◆ Written instruction 1
Write out the data entries below word for word, starting at the first line of the entries and ending at the line that contains "[(477, 64)]", with both of those lines included.

◆ Source
++++++++++
Tuesday, November 10, 2009

Bringing Back Pavano

The Twins are currently amidst a two-week window of exclusive negotiating rights with internal free agents before the market opens on November 20. During that span, the team will have the opportunity to lock up Orlando Cabrera, Carl Pavano, Mike Redmond, Joe Crede and Ron Mahay before other teams can begin to make offers. From that group, we can already basically write a few names off. The trade for J.J. Hardy essentially closes the door on Cabrera, who will find offers to play shortstop elsewhere. Mahay is unlikely to return, with the bullpen picture for next season looking somewhat crowded as is. Redmond apparently wants to keep playing somewhere next year, but the smart money is against that team being the Twins. Crede could conceivably be brought back, but Bill Smith is almost certain to spend the winter months searching for better options before making a decision like that.

Which leaves us with Pavano. Smith has done nothing to hide his interest in retaining the veteran starter, who posted a 4.64 ERA and 1.37 WHIP in 12 starts for the Twins after being acquired from the Indians on August 7. The notion of re-signing Pavano doesn't seem to raise a lot of excitement amongst fans, but re-upping his contract might prove be the team's most reasonable method of ensuring that a reliable veteran arm is present in the 2010 rotation.

Pavano's overall numbers this season understandably don't get people into a lather. In 33 starts split between Cleveland and Minnesota, he went 14-12 with a 5.10 ERA and 1.38 WHIP -- thoroughly mediocre numbers. However, there are a few things that make Pavano an intriguing bet for next season.

For one thing, underlying statistics suggest that Pavano pitched better than those base numbers would indicate. His xFIP for the season was 4.17. Compare that to Scott Baker (4.46), Kevin Slowey (4.46), Nick Blackburn (4.78), Francisco Liriano (4.78) and Brian Duensing (4.97). Pavano gave up a lot of hits this year, but his BABIP of .330 was 22 points higher than his career average and 31 points higher than the major league average. Should that figure drop next season, he figures to do a great job of limiting baserunners given his outstanding control.

That outstanding control is something that cannot be ignored when analyzing Pavano. He ranked second among all American League starters in walks per nine innings with a rate of 1.76. His K/BB ratio of 3.76 ranked fourth in the AL, with Cy Young contenders Roy Halladay, Zack Greinke and Justin Verlander the only starters to sport better marks.

Of course, Pavano doesn't fall into that Cy conversation because he's just more hittable than those other elite hurlers. That's always been the case with Pavano; he's not dominant. Like Baker and Slowey, he falls into the mold of quality starting pitchers who limit walks and post respectable strikeout rates but give up a fair number of hits and a fair number of home runs. Keeping Pavano does not solve the Twins' need for a dominating power pitcher at the top of the rotation. But solving that particular issue will be a lot more difficult than some seem to realize.
++++++++++
◆ Written instruction 2
Reproduce the passage from the post on re-signing Pavano above verbatim, starting at "Of course, Pavano" and ending at "seem to realize.".

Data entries
++++++++++
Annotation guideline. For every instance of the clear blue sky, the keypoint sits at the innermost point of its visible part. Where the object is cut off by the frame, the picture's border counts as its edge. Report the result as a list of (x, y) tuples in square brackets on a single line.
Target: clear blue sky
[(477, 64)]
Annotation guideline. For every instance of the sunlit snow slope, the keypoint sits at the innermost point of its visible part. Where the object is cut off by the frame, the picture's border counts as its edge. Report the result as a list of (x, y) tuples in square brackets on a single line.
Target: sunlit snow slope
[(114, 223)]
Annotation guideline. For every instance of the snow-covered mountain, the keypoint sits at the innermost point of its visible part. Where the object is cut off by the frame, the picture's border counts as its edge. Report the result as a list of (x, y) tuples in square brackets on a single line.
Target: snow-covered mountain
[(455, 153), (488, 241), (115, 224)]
++++++++++
◆ Finished answer 1
Annotation guideline. For every instance of the clear blue sky, the keypoint sits at the innermost point of its visible part. Where the object is cut off by the frame, the picture's border counts as its edge. Report the result as a list of (x, y) tuples in square brackets on a single line.
Target: clear blue sky
[(477, 64)]

◆ Finished answer 2
Of course, Pavano doesn't fall into that Cy conversation because he's just more hittable than those other elite hurlers. That's always been the case with Pavano; he's not dominant. Like Baker and Slowey, he falls into the mold of quality starting pitchers who limit walks and post respectable strikeout rates but give up a fair number of hits and a fair number of home runs. Keeping Pavano does not solve the Twins' need for a dominating power pitcher at the top of the rotation. But solving that particular issue will be a lot more difficult than some seem to realize.